§ PAGE EXCERPT
━━━━━━━━━━━━━━━━━━━━
Several Hurt In Maine Ski Lift Crash

Most of the injuries appeared to be minor.

 


 

| Tuesday, December 28, 2010


CARRABASSETT VALLEY, Maine - A chair lift derailed in high winds at Maine's tallest ski mountain Tuesday, sending skiers plummeting as far as 30 feet to the slope below and injuring several people.

The Sugarloaf resort in Carrabassett Valley, about 120 miles north of Portland, said in a news release that about six people were injured when five chairs fell an estimated 25 to 30 feet. The resort's ski patrol evacuated the lift. None of the injuries appeared to be life-threatening, the resort said.

All the injured were treated and taken to hospitals. About 220 people were on the lift at the time. Jay Marshall, who said he was hunkered down in a cold wind while on a lift next to the broken one, told The Associated Press that his lift was moving but that the broken one was not. He said there was a "loud snapping noise," then screams. "The next thing I know, it was bouncing up and down like a yo-yo," he said. Some skiers tumbled from their chairs.
━━━━━━━━━━━━━━━━━━━━
§ SUPPLIED RECORDS
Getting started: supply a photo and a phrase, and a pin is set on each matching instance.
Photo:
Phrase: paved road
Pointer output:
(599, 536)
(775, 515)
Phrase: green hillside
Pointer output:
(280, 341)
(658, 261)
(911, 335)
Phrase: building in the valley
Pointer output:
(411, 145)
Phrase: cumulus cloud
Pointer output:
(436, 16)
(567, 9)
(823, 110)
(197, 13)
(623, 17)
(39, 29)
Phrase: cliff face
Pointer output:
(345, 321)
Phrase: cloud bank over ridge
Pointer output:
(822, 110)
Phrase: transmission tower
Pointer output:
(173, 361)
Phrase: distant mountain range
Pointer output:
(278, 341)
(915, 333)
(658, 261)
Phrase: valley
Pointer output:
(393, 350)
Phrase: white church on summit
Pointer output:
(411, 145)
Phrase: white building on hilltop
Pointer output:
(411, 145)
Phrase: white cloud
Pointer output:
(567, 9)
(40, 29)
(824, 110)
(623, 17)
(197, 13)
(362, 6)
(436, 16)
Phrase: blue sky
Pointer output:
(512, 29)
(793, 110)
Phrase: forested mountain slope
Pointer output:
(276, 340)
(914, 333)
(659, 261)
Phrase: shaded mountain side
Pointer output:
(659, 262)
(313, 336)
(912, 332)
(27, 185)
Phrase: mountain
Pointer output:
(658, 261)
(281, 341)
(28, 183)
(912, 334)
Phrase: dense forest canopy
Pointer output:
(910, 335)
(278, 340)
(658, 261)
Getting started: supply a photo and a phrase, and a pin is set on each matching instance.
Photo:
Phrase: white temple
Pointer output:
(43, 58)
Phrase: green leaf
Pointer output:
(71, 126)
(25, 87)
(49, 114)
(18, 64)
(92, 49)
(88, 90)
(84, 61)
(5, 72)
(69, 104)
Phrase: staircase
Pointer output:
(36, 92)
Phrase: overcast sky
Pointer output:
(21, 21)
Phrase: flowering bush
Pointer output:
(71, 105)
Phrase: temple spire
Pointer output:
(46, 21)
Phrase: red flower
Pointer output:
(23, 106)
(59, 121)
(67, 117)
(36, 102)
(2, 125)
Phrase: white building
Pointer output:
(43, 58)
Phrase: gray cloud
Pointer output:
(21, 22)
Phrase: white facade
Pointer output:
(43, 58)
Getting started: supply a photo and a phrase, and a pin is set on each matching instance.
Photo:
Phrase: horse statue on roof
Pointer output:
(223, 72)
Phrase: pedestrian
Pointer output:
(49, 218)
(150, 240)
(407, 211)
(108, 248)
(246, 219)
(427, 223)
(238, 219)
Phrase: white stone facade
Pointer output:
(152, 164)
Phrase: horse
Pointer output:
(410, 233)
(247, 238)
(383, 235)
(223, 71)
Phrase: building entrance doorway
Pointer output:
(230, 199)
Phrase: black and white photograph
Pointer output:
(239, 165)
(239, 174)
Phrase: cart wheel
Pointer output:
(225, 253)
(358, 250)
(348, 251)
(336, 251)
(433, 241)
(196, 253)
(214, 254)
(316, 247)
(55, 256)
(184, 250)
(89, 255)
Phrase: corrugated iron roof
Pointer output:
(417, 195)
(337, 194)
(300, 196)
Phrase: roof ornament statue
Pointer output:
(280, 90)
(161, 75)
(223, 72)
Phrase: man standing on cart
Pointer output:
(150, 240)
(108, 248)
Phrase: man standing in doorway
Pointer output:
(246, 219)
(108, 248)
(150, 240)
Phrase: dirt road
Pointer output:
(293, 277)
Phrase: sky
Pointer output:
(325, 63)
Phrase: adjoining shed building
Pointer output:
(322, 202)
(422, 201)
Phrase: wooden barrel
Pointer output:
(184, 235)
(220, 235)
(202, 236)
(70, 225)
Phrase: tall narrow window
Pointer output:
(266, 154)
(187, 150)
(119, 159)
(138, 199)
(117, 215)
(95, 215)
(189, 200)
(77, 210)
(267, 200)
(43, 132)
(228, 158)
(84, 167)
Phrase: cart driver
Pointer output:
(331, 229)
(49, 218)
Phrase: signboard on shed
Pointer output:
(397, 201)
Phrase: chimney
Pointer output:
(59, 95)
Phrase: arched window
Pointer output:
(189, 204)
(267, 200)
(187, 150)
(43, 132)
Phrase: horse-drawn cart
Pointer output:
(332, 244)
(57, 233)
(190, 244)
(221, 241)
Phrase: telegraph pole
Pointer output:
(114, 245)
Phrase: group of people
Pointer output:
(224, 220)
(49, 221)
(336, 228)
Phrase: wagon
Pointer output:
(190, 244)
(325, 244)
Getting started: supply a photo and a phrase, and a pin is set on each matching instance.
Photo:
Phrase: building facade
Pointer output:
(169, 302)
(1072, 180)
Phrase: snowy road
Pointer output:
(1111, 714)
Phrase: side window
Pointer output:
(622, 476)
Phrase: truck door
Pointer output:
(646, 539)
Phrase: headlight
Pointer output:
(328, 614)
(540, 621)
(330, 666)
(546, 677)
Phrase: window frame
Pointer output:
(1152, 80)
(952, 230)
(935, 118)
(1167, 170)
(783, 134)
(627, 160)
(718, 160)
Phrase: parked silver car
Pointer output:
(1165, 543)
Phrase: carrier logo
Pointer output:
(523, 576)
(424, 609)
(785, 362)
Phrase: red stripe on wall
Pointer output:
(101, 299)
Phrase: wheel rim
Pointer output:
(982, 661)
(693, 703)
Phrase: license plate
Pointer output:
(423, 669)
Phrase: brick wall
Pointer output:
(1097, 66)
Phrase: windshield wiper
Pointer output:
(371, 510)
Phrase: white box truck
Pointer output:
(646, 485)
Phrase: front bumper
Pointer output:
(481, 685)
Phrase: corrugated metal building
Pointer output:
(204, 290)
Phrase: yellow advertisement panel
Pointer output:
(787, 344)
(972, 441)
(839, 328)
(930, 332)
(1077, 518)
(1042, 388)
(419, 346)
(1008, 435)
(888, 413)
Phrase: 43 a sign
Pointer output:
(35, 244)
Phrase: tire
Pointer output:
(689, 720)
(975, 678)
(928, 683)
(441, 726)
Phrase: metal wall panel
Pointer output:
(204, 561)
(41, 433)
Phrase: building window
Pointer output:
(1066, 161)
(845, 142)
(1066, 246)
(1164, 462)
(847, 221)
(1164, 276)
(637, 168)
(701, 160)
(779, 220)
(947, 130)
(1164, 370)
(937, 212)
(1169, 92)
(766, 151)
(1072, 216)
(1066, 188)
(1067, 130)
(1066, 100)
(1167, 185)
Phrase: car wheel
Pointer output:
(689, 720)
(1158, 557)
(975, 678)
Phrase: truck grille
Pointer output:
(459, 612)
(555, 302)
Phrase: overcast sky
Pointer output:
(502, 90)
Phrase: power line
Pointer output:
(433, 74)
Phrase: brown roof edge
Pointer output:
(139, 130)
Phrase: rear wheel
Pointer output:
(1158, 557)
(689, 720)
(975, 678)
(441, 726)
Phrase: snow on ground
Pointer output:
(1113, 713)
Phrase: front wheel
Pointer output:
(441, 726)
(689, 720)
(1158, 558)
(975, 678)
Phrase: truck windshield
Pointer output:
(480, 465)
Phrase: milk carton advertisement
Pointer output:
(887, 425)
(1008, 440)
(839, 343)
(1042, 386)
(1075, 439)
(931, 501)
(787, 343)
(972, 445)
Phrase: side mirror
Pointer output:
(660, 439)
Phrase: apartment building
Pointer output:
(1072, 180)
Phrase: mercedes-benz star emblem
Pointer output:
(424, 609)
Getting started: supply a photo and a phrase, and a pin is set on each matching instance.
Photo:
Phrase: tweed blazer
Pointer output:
━━━━━━━━━━━━━━━━━━━━
§ REQUIREMENT 1
In the ski lift crash article, how many people were on the lift when it derailed?
§ REQUIREMENT 2
List every distance figure that the ski lift crash article gives.
§ REQUIREMENT 3
Copy out the passage of the ski lift crash article that opens with the words "Most of the" and closes with "injuring several people.".
The listing above is not used for any of this.

§ EXERCISE OUTPUT 1
About 220 people.

§ EXERCISE OUTPUT 2
- As far as 30 feet (how far skiers plummeted to the slope)
- About 120 miles (Carrabassett Valley's distance north of Portland)
- An estimated 25 to 30 feet (how far the five chairs fell)

§ EXERCISE OUTPUT 3
Most of the injuries appeared to be minor.

 


 

| Tuesday, December 28, 2010


CARRABASSETT VALLEY, Maine - A chair lift derailed in high winds at Maine's tallest ski mountain Tuesday, sending skiers plummeting as far as 30 feet to the slope below and injuring several people.